# [Exercise text]
· · ·

The weekend of my diagnosis, when I couldn’t sleep and those closest to me were all sleeping soundly in my house, I curled up on my folded-out futon in my office, in my garden, and I felt just like Jesus when I looked up at that ceiling and cried out to God asking why He had abandoned me.

Just then, an idea flashed across my mind, no doubt in hindsight a prompting from the Holy Spirit. Call 211 Big Bend, a 24-hour support phone line. I rolled over, grabbed my phone in the dark and hit the three numbers and waited patiently. After a few seconds, a sweet nursing student named Kathrine answered. I quickly explained to her that I had just been diagnosed with cancer and I was feeling very alone and, you guessed it, hopeless.

After an hour of her validating my feelings and walking me through breathing exercises to bring my anxiety down, we ran out of things to talk about. So I turned the conversation from me to her.

· · ·

# [Data to examine]
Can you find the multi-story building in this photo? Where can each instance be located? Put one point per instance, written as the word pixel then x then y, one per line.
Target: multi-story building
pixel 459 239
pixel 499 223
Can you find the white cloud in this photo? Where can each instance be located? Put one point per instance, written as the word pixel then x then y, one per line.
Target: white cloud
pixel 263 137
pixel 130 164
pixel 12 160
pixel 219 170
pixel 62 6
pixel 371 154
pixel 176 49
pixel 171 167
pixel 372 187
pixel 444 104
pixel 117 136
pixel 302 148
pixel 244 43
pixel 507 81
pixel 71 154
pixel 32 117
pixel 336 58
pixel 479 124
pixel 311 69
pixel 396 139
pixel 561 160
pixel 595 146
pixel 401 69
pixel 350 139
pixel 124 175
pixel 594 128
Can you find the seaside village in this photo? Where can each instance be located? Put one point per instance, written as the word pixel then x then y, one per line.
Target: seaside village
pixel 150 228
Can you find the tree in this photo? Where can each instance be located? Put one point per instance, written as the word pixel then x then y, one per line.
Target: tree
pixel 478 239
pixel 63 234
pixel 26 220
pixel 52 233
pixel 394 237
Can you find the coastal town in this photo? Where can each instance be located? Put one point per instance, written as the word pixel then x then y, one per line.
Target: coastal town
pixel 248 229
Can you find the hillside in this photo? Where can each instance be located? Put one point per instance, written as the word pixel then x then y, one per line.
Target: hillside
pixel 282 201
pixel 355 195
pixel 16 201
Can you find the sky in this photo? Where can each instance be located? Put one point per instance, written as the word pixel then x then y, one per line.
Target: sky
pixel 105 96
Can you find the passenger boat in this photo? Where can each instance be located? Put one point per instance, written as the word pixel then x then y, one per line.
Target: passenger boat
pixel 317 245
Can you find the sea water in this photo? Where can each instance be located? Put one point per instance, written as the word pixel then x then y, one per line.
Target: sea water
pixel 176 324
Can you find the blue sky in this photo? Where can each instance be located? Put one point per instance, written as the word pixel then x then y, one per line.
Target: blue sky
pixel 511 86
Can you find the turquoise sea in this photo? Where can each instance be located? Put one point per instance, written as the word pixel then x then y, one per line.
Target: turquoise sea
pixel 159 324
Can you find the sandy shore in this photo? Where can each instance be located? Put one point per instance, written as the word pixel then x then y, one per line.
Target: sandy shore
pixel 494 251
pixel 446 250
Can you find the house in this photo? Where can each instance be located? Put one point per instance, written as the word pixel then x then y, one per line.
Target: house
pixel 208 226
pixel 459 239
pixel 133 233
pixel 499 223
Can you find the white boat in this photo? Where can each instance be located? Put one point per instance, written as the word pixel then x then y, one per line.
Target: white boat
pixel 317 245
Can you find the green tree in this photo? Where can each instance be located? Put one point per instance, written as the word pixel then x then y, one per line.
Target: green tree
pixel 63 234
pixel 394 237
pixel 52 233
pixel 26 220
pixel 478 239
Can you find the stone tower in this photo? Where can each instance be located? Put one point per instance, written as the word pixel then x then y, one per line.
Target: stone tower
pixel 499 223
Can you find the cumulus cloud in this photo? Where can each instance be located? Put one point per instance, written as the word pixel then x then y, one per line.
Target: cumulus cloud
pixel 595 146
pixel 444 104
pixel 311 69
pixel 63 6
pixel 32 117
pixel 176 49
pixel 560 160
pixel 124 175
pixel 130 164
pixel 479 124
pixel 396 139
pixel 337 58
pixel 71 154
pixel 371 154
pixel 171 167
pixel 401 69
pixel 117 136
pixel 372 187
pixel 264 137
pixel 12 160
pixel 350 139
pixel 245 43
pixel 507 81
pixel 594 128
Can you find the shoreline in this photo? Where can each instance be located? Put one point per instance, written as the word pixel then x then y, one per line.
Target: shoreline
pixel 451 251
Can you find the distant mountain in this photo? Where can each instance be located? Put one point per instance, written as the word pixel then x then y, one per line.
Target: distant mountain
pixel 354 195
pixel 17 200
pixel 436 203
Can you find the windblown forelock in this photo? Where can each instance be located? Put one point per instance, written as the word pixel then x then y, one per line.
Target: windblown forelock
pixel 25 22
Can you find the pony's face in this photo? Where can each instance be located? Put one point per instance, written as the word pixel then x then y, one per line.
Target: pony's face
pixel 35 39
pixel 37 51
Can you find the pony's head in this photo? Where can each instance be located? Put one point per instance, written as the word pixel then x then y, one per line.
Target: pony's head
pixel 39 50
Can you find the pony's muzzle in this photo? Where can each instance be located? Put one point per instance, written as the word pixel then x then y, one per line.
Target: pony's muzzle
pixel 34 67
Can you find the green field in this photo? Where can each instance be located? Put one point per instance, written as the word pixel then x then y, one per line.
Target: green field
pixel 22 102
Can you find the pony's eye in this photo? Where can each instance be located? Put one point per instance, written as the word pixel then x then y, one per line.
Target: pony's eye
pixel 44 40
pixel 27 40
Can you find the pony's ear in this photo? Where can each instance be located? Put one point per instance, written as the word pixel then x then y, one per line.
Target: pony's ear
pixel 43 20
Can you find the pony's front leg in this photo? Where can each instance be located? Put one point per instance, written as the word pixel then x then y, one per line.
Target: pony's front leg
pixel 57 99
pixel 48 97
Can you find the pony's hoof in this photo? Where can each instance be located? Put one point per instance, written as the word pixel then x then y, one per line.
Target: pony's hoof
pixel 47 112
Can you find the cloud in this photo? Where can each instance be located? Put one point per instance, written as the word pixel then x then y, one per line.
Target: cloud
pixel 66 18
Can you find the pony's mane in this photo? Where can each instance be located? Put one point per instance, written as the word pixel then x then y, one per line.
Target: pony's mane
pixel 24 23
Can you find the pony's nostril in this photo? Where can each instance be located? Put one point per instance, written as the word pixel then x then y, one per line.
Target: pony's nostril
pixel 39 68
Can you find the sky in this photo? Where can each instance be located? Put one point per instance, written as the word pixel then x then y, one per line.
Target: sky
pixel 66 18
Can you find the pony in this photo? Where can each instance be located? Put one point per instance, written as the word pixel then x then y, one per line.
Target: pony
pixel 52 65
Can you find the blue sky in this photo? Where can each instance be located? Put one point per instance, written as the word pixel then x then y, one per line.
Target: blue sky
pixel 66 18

· · ·

Update the account of the diagnosis by rewriting it starting with "The weekend of" and going on through "had abandoned me.", with "couch" in place of "futon".

The weekend of my diagnosis, when I couldn’t sleep and those closest to me were all sleeping soundly in my house, I curled up on my folded-out couch in my office, in my garden, and I felt just like Jesus when I looked up at that ceiling and cried out to God asking why He had abandoned me.